Would you copy out the following entries exactly, without any of the pictures?

# ENTRIES SUPPLIED
-------
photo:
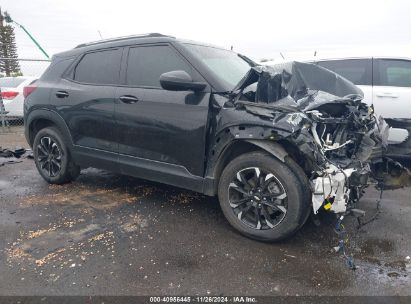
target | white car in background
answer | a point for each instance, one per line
(385, 80)
(12, 94)
(386, 83)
-------
# ANSWER TO THIS PROBLEM
photo:
target | white car in background
answer | a point for each instance, one per line
(385, 80)
(12, 94)
(386, 83)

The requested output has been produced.